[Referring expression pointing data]
● ● ● ●
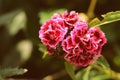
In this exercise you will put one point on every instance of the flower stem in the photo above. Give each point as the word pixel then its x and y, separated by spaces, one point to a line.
pixel 90 12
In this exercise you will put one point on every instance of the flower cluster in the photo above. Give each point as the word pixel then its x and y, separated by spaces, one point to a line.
pixel 84 45
pixel 81 44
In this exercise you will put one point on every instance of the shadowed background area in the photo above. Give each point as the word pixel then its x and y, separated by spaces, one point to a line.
pixel 20 45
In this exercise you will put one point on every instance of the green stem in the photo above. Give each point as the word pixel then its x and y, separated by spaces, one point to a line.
pixel 90 12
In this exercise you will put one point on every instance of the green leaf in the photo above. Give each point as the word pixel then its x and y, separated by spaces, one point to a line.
pixel 108 18
pixel 83 74
pixel 70 71
pixel 7 72
pixel 103 62
pixel 45 15
pixel 94 22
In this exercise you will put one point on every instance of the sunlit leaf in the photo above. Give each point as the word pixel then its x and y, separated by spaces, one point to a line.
pixel 98 75
pixel 7 72
pixel 103 62
pixel 45 15
pixel 108 18
pixel 70 70
pixel 83 74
● ● ● ●
* _Work request_
Using the records above, copy exactly the lines from the one containing "of the sunlit" through the last, inclusive, and nothing else.

* _Answer to the exercise_
In this exercise you will put one point on every instance of the sunlit leaf in the photo above. Give each point as the word pixel then its x and y, separated by spaces, one point to a line.
pixel 98 75
pixel 7 72
pixel 103 62
pixel 45 15
pixel 108 18
pixel 70 70
pixel 83 74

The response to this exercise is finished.